## Exercise inputs
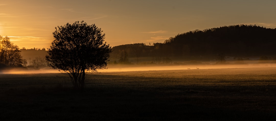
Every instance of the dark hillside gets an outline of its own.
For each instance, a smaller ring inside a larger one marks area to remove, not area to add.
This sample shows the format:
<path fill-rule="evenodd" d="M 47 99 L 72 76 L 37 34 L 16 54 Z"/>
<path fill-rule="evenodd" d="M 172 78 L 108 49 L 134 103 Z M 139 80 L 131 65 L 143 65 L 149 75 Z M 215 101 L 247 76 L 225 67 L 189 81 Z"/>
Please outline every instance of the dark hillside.
<path fill-rule="evenodd" d="M 238 25 L 190 31 L 152 46 L 142 43 L 115 46 L 111 57 L 119 58 L 123 50 L 129 57 L 135 57 L 137 50 L 141 52 L 138 55 L 140 58 L 208 60 L 221 53 L 236 57 L 274 56 L 276 55 L 275 47 L 276 29 Z"/>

## Task directions
Rewrite the records above as a JSON list of strings, with one string for each line and no blank lines. Leave the pictures out.

## Task result
[
  "Every instance of the dark hillside gets an outline of its own.",
  "For each instance, a smaller ring inside a larger one marks area to remove, not area to add.",
  "This sample shows the format:",
  "<path fill-rule=\"evenodd\" d=\"M 47 99 L 72 76 L 37 34 L 16 54 Z\"/>",
  "<path fill-rule=\"evenodd\" d=\"M 172 78 L 108 49 L 134 103 Z M 139 80 L 131 65 L 143 65 L 149 75 Z M 215 101 L 247 76 L 225 67 L 189 81 Z\"/>",
  "Please outline every instance of the dark hillside.",
  "<path fill-rule=\"evenodd\" d=\"M 238 25 L 190 31 L 152 46 L 142 43 L 115 46 L 111 57 L 119 58 L 123 50 L 129 57 L 135 57 L 137 50 L 141 52 L 138 55 L 140 58 L 208 60 L 221 53 L 236 57 L 274 56 L 276 55 L 275 47 L 276 29 Z\"/>"
]